[[ TEXT SEGMENT open ]]

I confessed to my physical therapist yesterday that my arthritis flares are back, which I suppose is to be expected given that my post surgery medications have now been stopped, including the twice daily mega doses of aspirin, which served as a blood thinner, and the morning dose of meloxicam, an anti-inflammatory to help tame swelling in the surgical leg. Both of these also nicely throttled back random body pains. But, as I told my husband when I became aware of the old aches returning, "Everything hurts, except the hip, and that is massive." 

In the past, people always insisted to me that the remedy for arthritis pain is movement. Nah, I'd think. That's just more pain. Of course it was. I was walking on a broken limb. But now, when I ache, I find that my actual impulse is to grab my trusty cane and go for a walk. It's what my instinctive brain is telling me to do, and I obey. And it does help. The pain recedes. My body feels more limber. Holy moly, walking actually feels good. 

My son and I had some errands to run after my appointment. In the Whole Foods store, as I trundled along, he said, "Is that pace comfortable for you? Because you might want to slow down." Apparently I was moving faster than he was comfortable with. I walk just fine without the cane at home, but my PT person wants me to use it in public until at least three months post surgery, as apparently the bulk of my healing will occur between six weeks (now) and three months. As well as I feel, and despite my incision being externally sealed, internal restoration is ongoing. I am also working hard in my weekly PT sessions to reawaken and strengthen muscles that I have avoided using for fourteen years. My therapist points out that the cane is a visual cue to people that I'm not yet entirely steady so please don't run me over. I find I'm becoming fond of my cane, which is ironic given how I spurned the use of one when I severely needed it. Oh, me.

[[ TEXT SEGMENT closed ]]

◆ **INSTRUCTIONS FOR THE TASK**: Reproduce the hip recovery post word for word, everything from "In the past, people" down to "actually feels good.". Rely on the hip recovery post above and nothing else.

[[ DATA FOR ANALYSIS open ]]

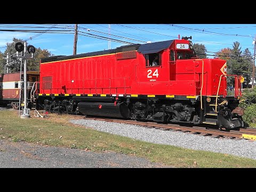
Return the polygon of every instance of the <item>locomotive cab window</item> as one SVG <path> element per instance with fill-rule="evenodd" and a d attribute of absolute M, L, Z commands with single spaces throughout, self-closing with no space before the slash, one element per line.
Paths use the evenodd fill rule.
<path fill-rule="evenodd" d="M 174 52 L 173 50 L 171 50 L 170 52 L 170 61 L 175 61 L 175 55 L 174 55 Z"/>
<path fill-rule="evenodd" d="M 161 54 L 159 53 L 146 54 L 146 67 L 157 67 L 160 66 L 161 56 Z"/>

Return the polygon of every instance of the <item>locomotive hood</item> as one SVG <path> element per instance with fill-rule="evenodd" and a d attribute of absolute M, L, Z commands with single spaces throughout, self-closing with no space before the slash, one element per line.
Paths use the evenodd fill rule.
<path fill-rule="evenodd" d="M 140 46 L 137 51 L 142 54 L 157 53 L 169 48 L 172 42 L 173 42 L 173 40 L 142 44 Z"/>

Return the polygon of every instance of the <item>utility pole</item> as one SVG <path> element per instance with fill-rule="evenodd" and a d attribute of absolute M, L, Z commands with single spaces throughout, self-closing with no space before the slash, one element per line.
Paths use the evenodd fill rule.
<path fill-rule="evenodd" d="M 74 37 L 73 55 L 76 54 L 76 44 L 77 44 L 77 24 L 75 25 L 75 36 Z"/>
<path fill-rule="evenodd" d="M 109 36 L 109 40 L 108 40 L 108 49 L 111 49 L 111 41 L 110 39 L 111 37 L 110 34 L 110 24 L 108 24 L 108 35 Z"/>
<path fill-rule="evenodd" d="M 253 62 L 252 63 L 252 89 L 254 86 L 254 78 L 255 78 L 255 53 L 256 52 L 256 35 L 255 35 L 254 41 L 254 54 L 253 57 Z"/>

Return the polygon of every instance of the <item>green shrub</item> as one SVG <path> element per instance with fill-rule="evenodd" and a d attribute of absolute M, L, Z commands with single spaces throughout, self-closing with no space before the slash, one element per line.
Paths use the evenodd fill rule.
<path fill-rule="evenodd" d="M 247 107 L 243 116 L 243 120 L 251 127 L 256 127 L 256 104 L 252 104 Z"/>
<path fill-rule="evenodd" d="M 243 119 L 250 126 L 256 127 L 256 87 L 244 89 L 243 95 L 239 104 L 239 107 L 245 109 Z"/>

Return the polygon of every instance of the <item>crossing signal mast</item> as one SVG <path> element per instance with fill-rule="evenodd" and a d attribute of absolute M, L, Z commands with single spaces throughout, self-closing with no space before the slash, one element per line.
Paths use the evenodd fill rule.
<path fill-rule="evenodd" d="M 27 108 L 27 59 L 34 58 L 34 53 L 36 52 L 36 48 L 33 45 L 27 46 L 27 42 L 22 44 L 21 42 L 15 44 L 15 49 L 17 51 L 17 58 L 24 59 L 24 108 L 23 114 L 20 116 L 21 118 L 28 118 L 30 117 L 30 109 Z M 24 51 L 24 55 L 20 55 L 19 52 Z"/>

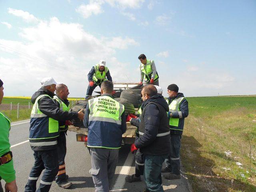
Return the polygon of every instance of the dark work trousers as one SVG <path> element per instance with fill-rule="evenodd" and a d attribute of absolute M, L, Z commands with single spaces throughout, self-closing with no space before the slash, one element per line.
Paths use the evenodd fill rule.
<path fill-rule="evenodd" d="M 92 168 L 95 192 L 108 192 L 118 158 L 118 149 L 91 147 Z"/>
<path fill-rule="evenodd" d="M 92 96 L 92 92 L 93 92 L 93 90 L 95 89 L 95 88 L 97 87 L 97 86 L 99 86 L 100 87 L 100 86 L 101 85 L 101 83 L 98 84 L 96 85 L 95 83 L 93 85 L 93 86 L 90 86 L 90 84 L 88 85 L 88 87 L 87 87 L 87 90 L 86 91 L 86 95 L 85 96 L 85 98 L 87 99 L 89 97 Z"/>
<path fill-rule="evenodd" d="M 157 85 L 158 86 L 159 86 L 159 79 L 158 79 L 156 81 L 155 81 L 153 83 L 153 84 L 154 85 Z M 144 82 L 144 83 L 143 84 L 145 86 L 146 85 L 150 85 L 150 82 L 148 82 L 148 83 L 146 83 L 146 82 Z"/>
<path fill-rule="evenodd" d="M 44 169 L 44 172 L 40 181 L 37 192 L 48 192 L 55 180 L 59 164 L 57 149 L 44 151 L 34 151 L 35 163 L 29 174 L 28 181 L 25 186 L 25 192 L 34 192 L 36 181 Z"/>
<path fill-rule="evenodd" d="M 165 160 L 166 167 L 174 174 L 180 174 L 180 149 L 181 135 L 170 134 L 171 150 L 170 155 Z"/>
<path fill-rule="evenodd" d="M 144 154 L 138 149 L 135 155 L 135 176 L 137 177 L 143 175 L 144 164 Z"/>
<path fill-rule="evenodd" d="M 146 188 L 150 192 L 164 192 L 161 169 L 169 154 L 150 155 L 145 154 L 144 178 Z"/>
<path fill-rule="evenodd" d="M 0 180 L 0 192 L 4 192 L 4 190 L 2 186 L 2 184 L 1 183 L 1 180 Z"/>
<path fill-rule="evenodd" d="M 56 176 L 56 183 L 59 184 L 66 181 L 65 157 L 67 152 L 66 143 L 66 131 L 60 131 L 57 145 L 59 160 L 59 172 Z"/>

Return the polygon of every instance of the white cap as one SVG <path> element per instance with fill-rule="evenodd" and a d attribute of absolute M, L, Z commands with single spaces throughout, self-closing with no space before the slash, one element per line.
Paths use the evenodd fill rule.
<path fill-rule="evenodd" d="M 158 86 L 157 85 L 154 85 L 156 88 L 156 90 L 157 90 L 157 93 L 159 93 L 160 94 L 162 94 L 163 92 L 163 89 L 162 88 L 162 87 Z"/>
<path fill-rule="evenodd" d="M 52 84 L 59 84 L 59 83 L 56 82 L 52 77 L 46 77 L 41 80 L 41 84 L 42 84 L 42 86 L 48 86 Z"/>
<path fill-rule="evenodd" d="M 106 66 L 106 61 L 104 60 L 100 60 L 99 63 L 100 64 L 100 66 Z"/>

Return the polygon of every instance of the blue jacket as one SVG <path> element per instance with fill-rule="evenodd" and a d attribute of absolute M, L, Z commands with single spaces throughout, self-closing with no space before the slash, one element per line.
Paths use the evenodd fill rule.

[[ DATA FOR ANALYSIS closed ]]

◆ **RESPONSE AREA**:
In the past, people always insisted to me that the remedy for arthritis pain is movement. Nah, I'd think. That's just more pain. Of course it was. I was walking on a broken limb. But now, when I ache, I find that my actual impulse is to grab my trusty cane and go for a walk. It's what my instinctive brain is telling me to do, and I obey. And it does help. The pain recedes. My body feels more limber. Holy moly, walking actually feels good.